** START **
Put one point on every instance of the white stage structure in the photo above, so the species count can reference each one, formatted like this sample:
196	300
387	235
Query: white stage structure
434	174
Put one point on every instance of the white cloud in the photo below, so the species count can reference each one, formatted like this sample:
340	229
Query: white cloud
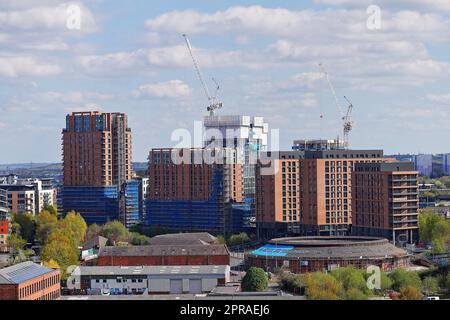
169	89
26	66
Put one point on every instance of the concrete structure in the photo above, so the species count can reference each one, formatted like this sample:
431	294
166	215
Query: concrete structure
310	254
318	145
97	165
196	190
29	281
152	279
308	192
386	201
245	133
424	164
172	249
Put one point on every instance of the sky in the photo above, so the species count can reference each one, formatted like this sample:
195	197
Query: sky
129	56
** END **
What you should do
Output exactly the lines from the one containing "Put one point on every instance of the white cloud" through the last line of the records above, both included, and leave out the pictures.

Reply to the task
Put one point on every instance of the white cloud in the photo below, so the species count can reference each one, formatted like this sample:
340	229
Query: white cloud
169	89
26	66
Put one point on every instance of the concrete structure in the photo above, so the species count can reference each one, formatted like this sample:
431	294
166	215
Query: concrete structure
310	254
318	145
97	165
196	190
29	281
152	279
308	192
386	201
245	133
424	164
172	249
Put one point on every instance of the sky in the photo above, so the species count can reference each one, formatted like this sample:
195	197
Query: sky
129	56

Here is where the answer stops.